**Problem to solve**
Can you rewrite the data below with "camouflage trousers" replaced by "camouflage pants", changing nothing else and leaving out the pictures?

**Provided data**
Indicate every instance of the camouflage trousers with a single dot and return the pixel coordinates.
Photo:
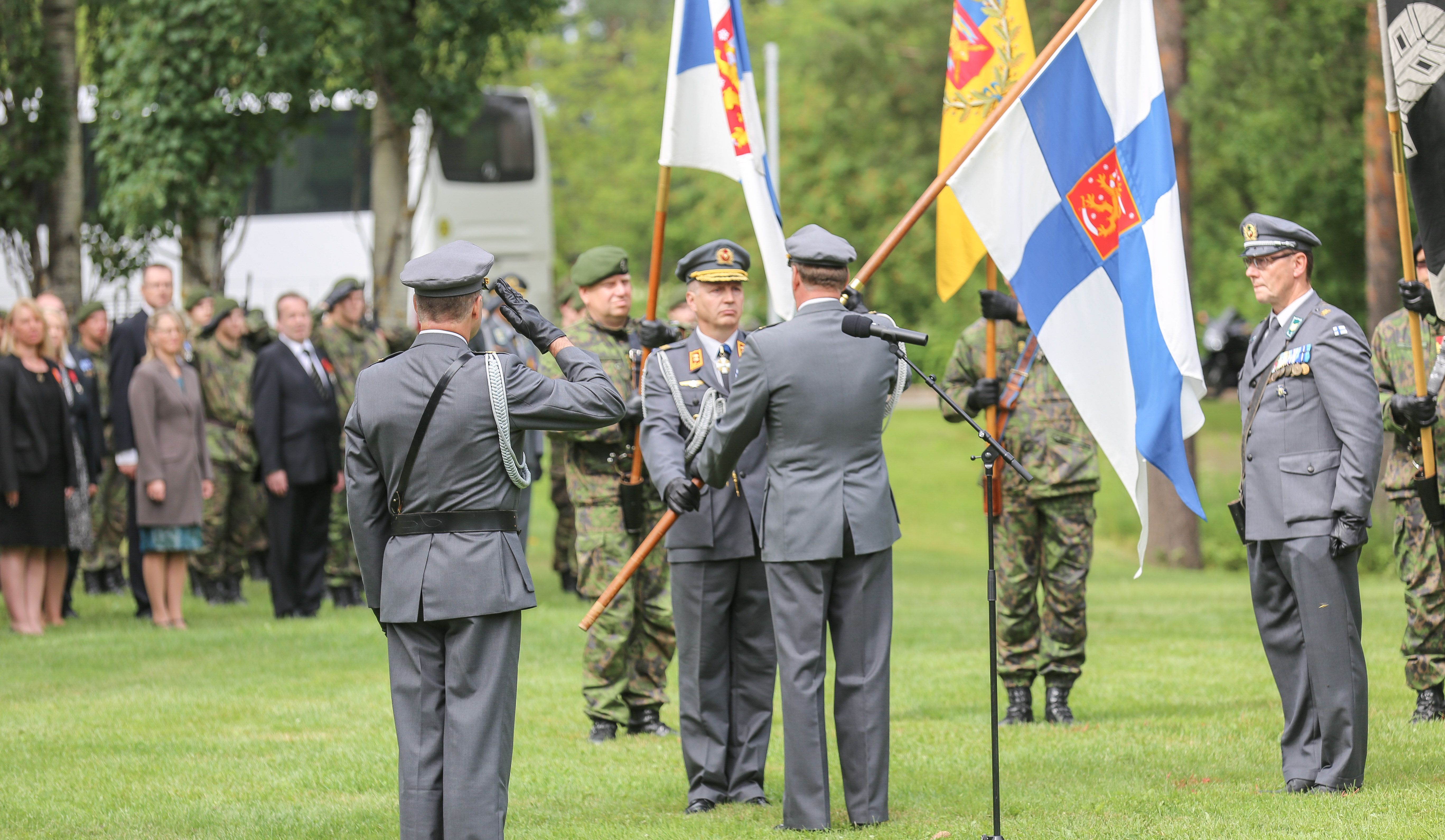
(1048, 542)
(343, 565)
(1420, 549)
(107, 522)
(625, 663)
(233, 523)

**Full response**
Indicate every instance of the camouflage pants with a single dot and return the pixel coordinates.
Photo:
(1048, 542)
(343, 565)
(1420, 549)
(107, 522)
(625, 663)
(233, 523)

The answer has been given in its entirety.